→ WHAT TO DO:
Retype, please, the listing from its opening line through the line that contains "- **Object:** rustic wooden surface", both included, without the pictures.

====

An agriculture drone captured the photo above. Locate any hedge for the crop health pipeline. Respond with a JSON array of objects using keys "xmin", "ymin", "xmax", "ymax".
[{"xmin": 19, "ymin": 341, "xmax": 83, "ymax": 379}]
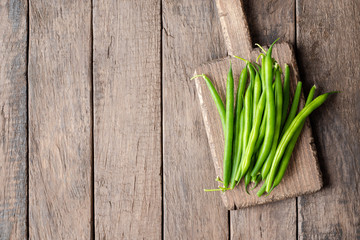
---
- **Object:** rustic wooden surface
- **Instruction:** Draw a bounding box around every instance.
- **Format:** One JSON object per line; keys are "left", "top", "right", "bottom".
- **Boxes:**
{"left": 195, "top": 0, "right": 321, "bottom": 209}
{"left": 296, "top": 0, "right": 360, "bottom": 239}
{"left": 162, "top": 0, "right": 229, "bottom": 239}
{"left": 0, "top": 0, "right": 358, "bottom": 239}
{"left": 28, "top": 0, "right": 92, "bottom": 239}
{"left": 93, "top": 1, "right": 162, "bottom": 239}
{"left": 0, "top": 1, "right": 28, "bottom": 239}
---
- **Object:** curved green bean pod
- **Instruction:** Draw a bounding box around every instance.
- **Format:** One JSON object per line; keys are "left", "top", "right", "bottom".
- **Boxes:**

====

→ WRITTEN REPLY:
An agriculture drone captured the photo above. Locate any hedge for the crop health pipeline. Respond with a JSON array of objects using keys "xmin", "ymin", "xmax", "ymax".
[{"xmin": 19, "ymin": 341, "xmax": 83, "ymax": 379}]
---
- **Object:** rustic wooden surface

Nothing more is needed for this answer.